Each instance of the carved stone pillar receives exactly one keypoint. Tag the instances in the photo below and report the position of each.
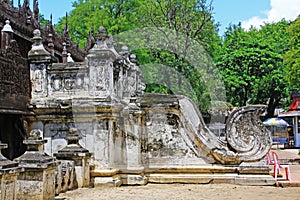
(9, 171)
(39, 60)
(6, 35)
(37, 181)
(75, 152)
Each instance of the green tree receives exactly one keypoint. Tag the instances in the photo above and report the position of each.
(292, 56)
(115, 15)
(180, 24)
(251, 64)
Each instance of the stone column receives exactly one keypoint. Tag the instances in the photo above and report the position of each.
(9, 171)
(37, 181)
(75, 152)
(133, 129)
(39, 59)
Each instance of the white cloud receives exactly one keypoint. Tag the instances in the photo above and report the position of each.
(287, 9)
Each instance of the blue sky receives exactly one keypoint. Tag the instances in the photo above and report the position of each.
(248, 12)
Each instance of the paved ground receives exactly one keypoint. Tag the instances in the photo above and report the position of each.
(291, 157)
(287, 190)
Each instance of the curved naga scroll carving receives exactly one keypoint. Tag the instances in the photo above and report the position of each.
(247, 139)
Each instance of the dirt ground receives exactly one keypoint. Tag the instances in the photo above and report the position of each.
(184, 192)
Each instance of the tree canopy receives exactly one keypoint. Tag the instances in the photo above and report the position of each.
(251, 64)
(178, 47)
(292, 56)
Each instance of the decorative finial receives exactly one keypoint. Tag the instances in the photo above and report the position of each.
(64, 53)
(35, 134)
(36, 10)
(101, 36)
(124, 51)
(50, 44)
(37, 50)
(69, 58)
(132, 58)
(101, 30)
(7, 28)
(51, 21)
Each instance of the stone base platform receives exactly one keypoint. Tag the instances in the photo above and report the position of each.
(191, 175)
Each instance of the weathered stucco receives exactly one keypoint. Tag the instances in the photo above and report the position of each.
(134, 137)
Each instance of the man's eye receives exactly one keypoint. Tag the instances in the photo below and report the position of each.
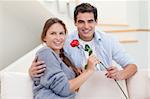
(80, 21)
(52, 33)
(91, 21)
(62, 33)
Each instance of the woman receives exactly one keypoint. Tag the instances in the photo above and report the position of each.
(61, 79)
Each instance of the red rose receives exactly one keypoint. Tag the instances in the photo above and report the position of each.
(74, 43)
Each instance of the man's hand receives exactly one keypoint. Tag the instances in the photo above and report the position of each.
(114, 73)
(37, 68)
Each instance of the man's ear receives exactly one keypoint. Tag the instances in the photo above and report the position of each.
(75, 23)
(96, 22)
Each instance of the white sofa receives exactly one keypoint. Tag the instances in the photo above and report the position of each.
(16, 83)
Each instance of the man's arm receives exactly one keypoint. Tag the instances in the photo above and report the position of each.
(128, 71)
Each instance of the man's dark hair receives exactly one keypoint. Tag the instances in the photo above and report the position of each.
(85, 7)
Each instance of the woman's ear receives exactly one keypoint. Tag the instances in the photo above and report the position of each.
(44, 39)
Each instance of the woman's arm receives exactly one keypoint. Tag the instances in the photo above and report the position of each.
(53, 78)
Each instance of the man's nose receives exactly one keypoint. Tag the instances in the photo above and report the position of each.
(86, 25)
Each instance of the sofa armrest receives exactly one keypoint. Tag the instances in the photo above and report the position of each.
(15, 85)
(138, 85)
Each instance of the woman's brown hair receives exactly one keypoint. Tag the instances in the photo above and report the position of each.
(47, 25)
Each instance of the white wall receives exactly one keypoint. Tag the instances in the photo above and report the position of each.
(137, 13)
(22, 23)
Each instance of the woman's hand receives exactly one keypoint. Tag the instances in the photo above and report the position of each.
(92, 62)
(37, 68)
(114, 73)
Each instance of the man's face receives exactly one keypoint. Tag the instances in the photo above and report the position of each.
(85, 24)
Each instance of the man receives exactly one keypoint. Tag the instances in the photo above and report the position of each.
(105, 47)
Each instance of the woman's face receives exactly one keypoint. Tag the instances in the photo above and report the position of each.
(55, 37)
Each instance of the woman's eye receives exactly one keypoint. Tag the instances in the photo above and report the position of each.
(62, 33)
(52, 33)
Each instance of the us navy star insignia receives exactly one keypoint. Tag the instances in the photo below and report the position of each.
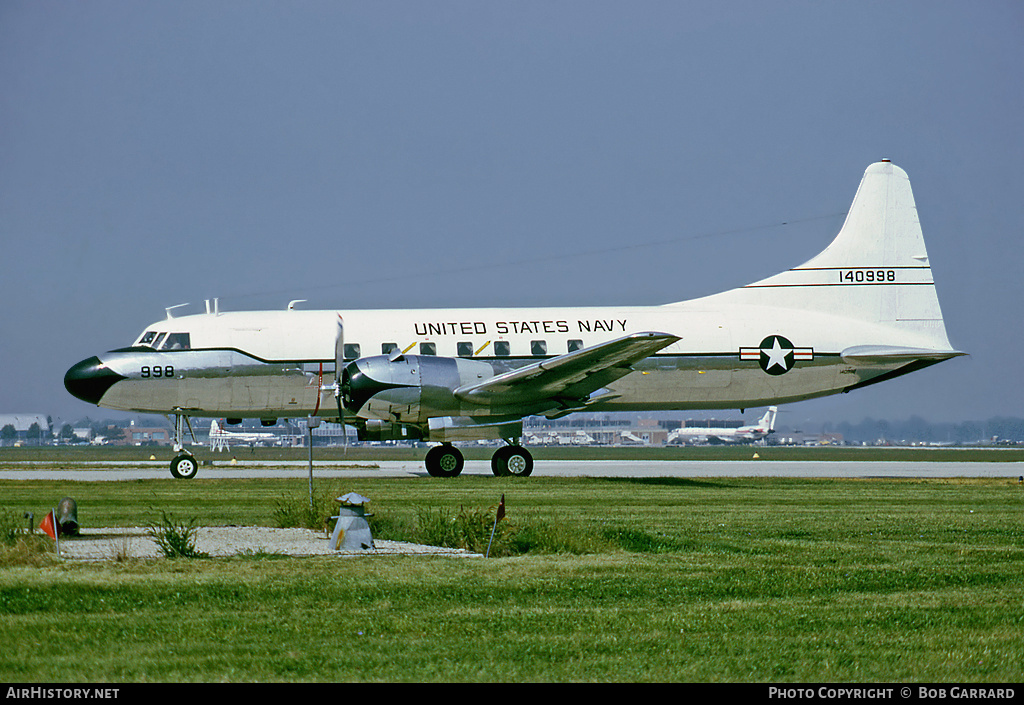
(776, 355)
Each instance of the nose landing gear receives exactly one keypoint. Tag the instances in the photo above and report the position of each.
(184, 465)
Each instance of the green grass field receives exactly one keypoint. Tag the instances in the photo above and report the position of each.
(669, 580)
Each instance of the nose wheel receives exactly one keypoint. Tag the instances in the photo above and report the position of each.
(184, 466)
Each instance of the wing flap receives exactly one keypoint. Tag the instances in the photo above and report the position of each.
(573, 375)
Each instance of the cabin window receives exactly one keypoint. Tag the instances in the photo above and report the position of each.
(176, 341)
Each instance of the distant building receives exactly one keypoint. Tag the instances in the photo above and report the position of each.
(137, 436)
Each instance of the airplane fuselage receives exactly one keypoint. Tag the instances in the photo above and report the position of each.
(281, 364)
(863, 310)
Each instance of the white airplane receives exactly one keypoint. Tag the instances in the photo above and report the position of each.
(862, 312)
(222, 439)
(748, 433)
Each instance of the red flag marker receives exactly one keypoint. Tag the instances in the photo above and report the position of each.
(49, 525)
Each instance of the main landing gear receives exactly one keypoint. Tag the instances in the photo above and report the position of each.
(184, 465)
(511, 460)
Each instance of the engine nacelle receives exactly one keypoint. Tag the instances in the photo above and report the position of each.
(375, 429)
(408, 388)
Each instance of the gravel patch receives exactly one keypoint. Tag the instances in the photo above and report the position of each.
(132, 542)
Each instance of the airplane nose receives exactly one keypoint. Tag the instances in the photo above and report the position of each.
(90, 379)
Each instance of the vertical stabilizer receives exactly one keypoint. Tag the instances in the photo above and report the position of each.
(877, 268)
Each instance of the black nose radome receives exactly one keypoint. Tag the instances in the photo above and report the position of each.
(90, 379)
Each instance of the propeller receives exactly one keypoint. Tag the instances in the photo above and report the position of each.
(339, 361)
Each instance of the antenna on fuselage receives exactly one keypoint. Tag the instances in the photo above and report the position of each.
(170, 308)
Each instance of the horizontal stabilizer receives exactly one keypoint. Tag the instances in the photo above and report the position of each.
(884, 355)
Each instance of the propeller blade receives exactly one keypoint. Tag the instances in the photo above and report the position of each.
(339, 363)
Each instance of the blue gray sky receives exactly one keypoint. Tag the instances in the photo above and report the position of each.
(395, 154)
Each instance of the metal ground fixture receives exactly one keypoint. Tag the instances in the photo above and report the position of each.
(351, 532)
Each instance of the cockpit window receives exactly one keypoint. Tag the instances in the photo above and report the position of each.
(176, 341)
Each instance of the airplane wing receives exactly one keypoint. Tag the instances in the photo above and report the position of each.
(569, 377)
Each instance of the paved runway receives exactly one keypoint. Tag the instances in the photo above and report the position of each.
(549, 468)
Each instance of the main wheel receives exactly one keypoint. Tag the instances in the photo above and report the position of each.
(184, 466)
(512, 460)
(444, 461)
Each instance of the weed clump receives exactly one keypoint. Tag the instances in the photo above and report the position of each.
(175, 539)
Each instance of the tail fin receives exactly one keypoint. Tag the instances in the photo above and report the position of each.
(877, 268)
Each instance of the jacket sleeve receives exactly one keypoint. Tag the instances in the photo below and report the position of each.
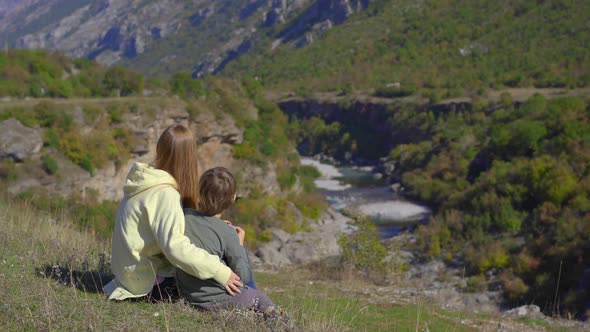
(235, 256)
(166, 220)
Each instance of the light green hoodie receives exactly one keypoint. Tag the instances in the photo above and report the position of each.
(149, 240)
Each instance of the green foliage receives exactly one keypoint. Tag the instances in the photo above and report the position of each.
(49, 164)
(497, 177)
(363, 248)
(395, 92)
(459, 46)
(40, 73)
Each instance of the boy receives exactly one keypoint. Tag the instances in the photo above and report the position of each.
(205, 229)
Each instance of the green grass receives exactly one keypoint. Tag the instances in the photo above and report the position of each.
(51, 274)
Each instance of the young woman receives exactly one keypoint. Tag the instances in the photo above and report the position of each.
(148, 239)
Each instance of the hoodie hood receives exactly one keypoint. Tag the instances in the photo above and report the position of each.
(142, 177)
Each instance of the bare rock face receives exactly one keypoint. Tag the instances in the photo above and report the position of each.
(321, 242)
(17, 141)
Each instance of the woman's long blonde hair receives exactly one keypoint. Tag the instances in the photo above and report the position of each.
(176, 153)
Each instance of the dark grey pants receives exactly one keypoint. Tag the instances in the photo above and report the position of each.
(249, 298)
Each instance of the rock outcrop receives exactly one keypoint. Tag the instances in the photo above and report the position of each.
(321, 242)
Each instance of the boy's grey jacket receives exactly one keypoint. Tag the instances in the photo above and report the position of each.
(218, 238)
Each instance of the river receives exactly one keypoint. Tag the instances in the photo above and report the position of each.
(350, 187)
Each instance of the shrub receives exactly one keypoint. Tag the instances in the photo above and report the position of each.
(49, 164)
(395, 92)
(363, 248)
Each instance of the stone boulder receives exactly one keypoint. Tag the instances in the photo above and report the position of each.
(319, 243)
(17, 141)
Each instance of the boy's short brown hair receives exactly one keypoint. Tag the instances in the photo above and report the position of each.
(217, 188)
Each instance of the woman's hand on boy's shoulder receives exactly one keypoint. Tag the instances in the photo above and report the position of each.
(241, 234)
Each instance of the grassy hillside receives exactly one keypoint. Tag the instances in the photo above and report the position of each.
(51, 275)
(451, 47)
(43, 73)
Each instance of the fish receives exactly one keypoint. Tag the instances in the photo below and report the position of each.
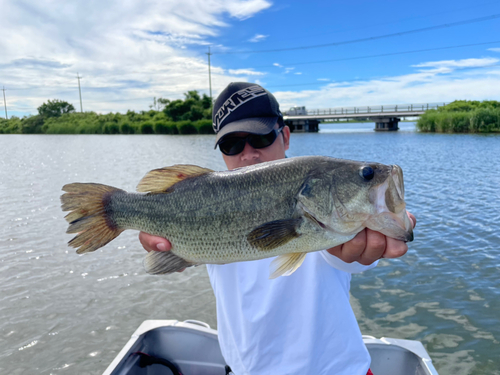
(284, 209)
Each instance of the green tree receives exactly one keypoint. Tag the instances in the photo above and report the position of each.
(55, 108)
(32, 124)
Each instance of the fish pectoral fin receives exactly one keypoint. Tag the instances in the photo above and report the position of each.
(274, 234)
(162, 262)
(286, 264)
(159, 180)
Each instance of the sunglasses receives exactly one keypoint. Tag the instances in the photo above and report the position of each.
(235, 145)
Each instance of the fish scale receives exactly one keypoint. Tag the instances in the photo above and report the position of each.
(284, 208)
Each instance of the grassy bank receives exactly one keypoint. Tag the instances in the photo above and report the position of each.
(462, 117)
(192, 115)
(151, 122)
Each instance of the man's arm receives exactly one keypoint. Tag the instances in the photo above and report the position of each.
(367, 247)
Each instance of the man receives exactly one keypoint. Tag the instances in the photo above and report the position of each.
(297, 324)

###

Aim of the task:
All lines from the one that contains "Each instance of the sunglasses" through the end of the material are to be quoted exactly, with both ends included.

Answer to the task:
Each instance of the sunglasses receives exactly one keypoint. Tag the instances in the photo above and report the position of each.
(235, 145)
Each instance of the fish scale receives exactly one keypoint. Tag the instances in the photo above and report the position of each.
(284, 208)
Each instance of the grassy bank receives exactly one keypoint. Tag the instances in the photo above and report the position of each.
(462, 117)
(192, 115)
(151, 122)
Each instance of the man's arm receives exactly one keypoint. Tag the instances in the photo above and report the position of each.
(367, 247)
Each instance of the man receives exactly one keypoint. Tag the instances in the photo above and report the position of each.
(297, 324)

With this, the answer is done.